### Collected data
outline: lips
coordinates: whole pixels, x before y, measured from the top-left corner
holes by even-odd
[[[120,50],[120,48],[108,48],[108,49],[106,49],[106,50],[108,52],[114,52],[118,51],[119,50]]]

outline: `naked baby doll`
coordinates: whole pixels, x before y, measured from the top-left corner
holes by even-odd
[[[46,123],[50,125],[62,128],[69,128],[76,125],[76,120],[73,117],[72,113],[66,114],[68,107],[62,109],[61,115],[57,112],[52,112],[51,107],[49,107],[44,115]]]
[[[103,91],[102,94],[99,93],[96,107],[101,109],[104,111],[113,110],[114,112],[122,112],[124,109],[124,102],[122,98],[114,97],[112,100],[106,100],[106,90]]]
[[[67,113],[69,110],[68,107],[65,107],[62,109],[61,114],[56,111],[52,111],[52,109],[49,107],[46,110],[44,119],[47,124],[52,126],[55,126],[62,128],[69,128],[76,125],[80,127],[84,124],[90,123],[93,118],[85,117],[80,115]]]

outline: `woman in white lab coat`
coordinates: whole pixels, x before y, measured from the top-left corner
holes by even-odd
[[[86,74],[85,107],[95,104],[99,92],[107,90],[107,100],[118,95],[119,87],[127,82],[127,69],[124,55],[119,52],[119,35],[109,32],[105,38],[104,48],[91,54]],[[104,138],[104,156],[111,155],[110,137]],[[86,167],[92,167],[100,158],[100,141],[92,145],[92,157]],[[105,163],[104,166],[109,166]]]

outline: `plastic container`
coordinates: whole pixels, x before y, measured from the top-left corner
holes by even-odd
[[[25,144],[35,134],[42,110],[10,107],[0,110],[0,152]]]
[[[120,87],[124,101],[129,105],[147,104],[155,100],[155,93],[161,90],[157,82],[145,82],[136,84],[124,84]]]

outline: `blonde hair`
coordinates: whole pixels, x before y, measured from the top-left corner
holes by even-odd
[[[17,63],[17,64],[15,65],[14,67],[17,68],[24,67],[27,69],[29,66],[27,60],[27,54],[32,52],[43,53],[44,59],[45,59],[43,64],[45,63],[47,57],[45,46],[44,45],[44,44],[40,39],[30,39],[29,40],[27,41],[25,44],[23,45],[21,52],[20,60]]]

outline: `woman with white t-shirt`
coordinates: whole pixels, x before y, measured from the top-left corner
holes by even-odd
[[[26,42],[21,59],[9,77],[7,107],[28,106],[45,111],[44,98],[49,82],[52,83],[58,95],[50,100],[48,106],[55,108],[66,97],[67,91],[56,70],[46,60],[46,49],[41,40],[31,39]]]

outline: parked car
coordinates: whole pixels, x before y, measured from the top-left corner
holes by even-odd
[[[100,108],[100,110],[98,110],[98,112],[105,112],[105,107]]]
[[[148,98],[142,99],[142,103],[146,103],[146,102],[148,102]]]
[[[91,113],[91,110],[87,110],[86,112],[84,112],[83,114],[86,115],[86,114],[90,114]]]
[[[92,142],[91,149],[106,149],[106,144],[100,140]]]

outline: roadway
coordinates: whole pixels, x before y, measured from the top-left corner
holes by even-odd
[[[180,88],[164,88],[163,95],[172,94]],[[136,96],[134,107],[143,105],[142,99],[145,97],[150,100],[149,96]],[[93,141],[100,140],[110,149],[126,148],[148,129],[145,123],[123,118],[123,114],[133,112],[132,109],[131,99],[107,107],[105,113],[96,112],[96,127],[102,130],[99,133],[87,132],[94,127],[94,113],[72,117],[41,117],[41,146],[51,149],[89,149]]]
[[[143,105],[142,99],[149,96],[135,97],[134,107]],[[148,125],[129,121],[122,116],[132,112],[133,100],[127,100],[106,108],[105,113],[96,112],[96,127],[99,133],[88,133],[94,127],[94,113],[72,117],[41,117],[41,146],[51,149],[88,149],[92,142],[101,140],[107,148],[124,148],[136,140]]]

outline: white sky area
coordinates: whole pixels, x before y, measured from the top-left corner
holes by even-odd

### DO THIS
Please rewrite the material as a Markdown table with the columns Row and Line, starting at the line that contains "outline: parked car" and ending at the line that contains "[[[148,98],[142,99],[142,103],[146,103],[146,102],[148,102]]]". Number each line and omit blank lines.

### OUTPUT BELOW
| Row | Line |
|---|---|
| 1 | outline: parked car |
| 2 | coordinates: whole pixels, x before y, measured from the top-left corner |
| 3 | holes by even-odd |
| 4 | [[[100,108],[100,110],[98,110],[98,112],[105,112],[105,107]]] |
| 5 | [[[148,98],[142,99],[142,103],[146,103],[146,102],[148,102]]] |